Show each line in the data items below that contains the word "puddle". Case counts.

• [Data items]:
########

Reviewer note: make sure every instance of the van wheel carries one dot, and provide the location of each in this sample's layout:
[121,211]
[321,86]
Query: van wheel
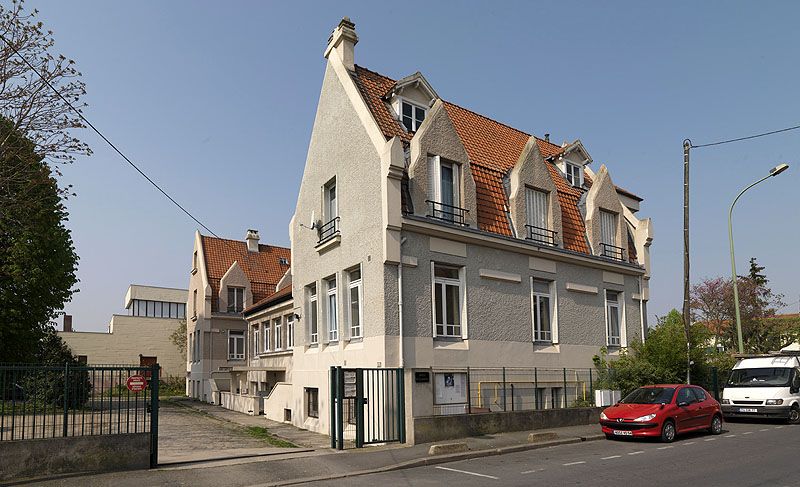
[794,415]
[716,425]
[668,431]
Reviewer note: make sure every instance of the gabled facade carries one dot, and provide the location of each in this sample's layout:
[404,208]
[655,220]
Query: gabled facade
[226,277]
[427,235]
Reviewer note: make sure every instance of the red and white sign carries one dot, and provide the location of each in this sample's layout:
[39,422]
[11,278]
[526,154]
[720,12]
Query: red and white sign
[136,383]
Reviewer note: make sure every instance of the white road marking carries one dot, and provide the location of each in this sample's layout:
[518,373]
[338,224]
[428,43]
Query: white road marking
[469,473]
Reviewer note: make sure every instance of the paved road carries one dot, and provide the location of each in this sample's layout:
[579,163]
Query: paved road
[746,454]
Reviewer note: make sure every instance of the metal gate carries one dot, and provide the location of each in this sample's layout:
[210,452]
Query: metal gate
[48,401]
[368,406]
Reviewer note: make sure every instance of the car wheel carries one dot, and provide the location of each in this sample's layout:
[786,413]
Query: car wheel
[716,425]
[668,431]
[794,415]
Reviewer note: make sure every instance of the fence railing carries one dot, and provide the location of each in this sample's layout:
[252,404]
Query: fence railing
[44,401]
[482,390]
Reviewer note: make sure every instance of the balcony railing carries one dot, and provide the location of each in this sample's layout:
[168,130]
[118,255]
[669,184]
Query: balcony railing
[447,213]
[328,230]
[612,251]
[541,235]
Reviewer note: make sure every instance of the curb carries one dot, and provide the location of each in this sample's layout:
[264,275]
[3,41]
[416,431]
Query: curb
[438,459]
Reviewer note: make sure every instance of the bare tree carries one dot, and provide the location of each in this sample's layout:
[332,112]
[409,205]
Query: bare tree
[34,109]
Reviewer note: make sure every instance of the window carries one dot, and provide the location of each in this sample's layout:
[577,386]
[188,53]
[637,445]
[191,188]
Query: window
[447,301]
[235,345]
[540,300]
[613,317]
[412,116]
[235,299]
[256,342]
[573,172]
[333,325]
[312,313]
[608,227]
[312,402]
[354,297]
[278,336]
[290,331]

########

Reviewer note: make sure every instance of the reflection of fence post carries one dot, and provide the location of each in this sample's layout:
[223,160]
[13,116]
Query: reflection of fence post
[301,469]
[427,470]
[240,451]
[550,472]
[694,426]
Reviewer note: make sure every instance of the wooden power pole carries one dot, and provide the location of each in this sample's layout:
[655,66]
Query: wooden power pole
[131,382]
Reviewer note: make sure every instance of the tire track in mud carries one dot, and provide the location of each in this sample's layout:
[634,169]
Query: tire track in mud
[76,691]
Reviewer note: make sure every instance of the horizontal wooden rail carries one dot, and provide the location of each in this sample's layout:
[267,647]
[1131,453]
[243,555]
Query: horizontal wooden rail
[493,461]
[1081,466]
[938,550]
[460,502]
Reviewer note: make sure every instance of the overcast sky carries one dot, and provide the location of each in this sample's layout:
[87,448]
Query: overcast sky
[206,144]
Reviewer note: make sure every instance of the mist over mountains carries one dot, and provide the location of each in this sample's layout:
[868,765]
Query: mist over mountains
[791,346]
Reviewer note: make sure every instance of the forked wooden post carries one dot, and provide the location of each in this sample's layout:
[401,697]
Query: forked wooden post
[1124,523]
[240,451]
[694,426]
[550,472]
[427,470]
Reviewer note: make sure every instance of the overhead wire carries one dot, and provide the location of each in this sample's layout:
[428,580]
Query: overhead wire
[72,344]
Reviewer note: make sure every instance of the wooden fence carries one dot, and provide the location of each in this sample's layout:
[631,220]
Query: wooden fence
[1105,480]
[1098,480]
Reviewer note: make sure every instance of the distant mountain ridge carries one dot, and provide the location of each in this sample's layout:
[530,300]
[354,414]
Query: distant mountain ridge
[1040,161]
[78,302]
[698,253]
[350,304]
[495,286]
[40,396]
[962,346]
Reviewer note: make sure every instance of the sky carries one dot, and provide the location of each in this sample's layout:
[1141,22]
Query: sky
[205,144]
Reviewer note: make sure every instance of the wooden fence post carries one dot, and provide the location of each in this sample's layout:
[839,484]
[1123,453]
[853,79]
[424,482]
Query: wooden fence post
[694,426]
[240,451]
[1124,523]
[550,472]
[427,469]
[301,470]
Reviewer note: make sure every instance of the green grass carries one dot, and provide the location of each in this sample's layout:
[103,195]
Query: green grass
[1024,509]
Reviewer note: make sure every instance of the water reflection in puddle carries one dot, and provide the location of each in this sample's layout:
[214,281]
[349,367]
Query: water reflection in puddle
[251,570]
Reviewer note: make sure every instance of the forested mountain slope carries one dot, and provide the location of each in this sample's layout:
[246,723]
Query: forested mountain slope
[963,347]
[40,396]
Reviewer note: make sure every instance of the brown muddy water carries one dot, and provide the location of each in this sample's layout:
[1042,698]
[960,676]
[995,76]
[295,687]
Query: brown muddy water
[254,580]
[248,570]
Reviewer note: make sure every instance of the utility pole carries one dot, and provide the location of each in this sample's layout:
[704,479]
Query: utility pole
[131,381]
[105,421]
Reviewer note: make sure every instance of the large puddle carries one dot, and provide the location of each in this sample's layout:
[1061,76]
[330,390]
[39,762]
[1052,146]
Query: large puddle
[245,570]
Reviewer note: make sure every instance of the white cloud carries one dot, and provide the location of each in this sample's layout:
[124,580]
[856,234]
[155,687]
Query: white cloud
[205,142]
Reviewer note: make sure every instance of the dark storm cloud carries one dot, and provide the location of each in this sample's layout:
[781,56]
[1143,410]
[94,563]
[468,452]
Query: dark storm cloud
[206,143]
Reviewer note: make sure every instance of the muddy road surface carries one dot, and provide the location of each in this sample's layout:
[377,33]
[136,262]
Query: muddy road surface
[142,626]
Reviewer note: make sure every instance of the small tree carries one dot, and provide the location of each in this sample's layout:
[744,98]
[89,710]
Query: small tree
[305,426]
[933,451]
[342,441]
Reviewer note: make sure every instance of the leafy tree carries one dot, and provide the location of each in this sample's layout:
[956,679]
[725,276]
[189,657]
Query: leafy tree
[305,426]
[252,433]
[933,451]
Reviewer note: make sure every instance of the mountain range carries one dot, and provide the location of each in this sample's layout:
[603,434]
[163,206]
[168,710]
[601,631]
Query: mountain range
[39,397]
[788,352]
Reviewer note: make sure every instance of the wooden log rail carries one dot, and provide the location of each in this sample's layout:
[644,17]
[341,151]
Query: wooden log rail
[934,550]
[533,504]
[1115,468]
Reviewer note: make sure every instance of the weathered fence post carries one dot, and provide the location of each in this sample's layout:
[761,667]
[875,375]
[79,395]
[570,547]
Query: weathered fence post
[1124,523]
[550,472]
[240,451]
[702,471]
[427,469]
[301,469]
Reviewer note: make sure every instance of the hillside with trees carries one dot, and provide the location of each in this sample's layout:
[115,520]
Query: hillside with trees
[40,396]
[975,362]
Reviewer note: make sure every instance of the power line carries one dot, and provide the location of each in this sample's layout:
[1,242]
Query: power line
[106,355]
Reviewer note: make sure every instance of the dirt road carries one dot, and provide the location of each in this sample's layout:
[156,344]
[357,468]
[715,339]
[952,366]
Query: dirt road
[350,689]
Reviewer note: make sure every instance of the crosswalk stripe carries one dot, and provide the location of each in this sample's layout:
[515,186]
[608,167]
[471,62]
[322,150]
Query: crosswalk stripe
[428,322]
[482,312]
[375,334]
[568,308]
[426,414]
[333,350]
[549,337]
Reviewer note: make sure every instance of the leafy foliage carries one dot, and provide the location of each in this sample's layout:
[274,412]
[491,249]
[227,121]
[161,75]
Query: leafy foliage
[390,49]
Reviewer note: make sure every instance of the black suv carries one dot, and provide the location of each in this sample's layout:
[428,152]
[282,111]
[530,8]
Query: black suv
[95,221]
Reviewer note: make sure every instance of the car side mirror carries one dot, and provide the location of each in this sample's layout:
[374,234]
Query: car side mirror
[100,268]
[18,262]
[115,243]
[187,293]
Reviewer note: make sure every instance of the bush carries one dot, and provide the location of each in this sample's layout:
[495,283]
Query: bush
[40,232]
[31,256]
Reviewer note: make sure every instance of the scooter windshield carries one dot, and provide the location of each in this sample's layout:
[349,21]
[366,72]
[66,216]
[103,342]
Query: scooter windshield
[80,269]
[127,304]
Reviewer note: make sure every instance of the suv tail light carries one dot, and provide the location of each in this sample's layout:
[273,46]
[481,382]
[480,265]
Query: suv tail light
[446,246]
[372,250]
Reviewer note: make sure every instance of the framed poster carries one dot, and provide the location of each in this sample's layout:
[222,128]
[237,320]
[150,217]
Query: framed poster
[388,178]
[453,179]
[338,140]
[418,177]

########

• [Task answer]:
Reviewer note: make sure every instance of the water reflection in puddle carries one dot, and provide the location of each in this sample's layout:
Query: water reflection in puddle
Reviewer note: make sure every instance of the large puddle carries one dot, and provide the location of each in this sample's layout:
Query: large puddle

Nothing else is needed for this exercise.